[Document extract]
------------------------------------------------------------

2hands REPPIN’ ENDS!

This is the headline on every billboard outside every papershop in Stockport on Monday 9th June, 2008. For those of you just joining us, I’ll break it down for you.

‘Offerton’. well that’s where I was born and raised. On the playground is where I spent most of my days. As for ‘Artist’ - that would be me because contrary to popular opinion I do have a job and that would be it. The ‘Government Minister’ line refers to my most recent of meetings with Alistair Darling and ‘Impresses’ refers to how I wowed him with my drawing skillage. Although, if you feel like peeing on my chips you can come up with another interpretation.

-2hands

2hands vs. Darling

My life swings violently between extremes. Like if today was the first day you had ever met me, you’d probably be vaguely disappointed with what you saw; rolled up sweatpants, dirty Nikes and 100 yard stare peeking out from behind next-level eyebags, slowly stalking around used videogame shops for a cheap copy of Guitar Hero 3. Then later I managed to get up the energy to sit in front of the TV and watch the entire run down of The Offspring’s 50 Rock Videos You Have To Download. You might describe me as a lazy bum, and for that day you’d be right. Had you bumped into me on Monday though, oooof sir, you’d have a different story to tell. Well except for the Nikes.

------------------------------------------------------------

[Problems to solve]
A) According to the blog post, which government minister did the writer meet most recently?
B) Please write out everything in the blog post from "This is the" down to "down for you.".
The entries come from a separate source.

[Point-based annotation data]
------------------------------------------------------------

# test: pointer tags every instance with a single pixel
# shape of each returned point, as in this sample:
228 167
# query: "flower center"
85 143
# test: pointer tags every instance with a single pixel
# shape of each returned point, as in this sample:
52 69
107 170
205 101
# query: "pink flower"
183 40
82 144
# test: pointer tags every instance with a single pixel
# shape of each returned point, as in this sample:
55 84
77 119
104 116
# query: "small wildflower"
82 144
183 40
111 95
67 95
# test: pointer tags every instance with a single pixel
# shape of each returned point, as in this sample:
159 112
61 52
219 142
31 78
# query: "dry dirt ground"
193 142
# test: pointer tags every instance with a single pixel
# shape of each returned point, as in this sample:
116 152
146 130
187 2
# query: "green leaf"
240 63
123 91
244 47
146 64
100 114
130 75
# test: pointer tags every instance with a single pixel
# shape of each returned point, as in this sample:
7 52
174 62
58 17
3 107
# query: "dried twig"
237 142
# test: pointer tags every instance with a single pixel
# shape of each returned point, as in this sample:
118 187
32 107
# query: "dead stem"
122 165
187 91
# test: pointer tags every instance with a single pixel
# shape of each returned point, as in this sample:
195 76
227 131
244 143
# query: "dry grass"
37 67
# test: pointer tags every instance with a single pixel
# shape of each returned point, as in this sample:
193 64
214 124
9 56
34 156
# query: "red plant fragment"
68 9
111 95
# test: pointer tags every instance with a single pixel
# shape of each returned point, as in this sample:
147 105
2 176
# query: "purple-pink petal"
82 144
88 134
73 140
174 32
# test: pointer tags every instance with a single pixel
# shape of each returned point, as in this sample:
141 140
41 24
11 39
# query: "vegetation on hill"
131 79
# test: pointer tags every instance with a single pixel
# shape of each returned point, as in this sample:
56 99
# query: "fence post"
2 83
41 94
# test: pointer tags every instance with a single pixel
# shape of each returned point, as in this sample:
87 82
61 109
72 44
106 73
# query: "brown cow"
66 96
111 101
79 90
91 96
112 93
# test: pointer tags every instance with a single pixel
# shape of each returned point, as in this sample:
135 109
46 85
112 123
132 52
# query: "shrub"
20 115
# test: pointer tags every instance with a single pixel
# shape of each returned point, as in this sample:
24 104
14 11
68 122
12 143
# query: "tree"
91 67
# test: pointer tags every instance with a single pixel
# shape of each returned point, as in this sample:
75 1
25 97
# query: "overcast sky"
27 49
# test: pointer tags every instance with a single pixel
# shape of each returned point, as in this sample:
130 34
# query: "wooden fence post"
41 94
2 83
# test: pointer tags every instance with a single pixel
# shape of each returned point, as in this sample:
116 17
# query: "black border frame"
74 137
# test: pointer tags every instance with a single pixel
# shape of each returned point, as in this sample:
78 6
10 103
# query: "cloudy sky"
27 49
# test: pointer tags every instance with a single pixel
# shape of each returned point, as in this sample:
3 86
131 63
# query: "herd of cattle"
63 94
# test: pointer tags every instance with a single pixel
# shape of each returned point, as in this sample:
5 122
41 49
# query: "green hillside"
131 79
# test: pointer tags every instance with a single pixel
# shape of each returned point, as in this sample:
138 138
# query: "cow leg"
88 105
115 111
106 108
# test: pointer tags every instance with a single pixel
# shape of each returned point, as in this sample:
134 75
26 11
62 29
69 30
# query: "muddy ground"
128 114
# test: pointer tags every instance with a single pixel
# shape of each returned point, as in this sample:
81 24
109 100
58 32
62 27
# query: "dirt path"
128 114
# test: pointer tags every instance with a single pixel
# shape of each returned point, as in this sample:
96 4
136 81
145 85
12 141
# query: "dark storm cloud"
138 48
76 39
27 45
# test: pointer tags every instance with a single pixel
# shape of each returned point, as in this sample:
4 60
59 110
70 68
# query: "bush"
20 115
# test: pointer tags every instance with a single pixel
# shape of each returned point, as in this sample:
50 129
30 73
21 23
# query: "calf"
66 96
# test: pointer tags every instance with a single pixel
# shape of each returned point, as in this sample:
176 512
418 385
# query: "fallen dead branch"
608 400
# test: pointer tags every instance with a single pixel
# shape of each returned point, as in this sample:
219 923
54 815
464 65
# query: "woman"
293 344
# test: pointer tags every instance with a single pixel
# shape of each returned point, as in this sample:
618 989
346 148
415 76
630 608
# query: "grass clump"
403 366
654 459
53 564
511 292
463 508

------------------------------------------------------------

[The responses]
A) Alistair Darling.

B)
This is the headline on every billboard outside every papershop in Stockport on Monday 9th June, 2008. For those of you just joining us, I’ll break it down for you.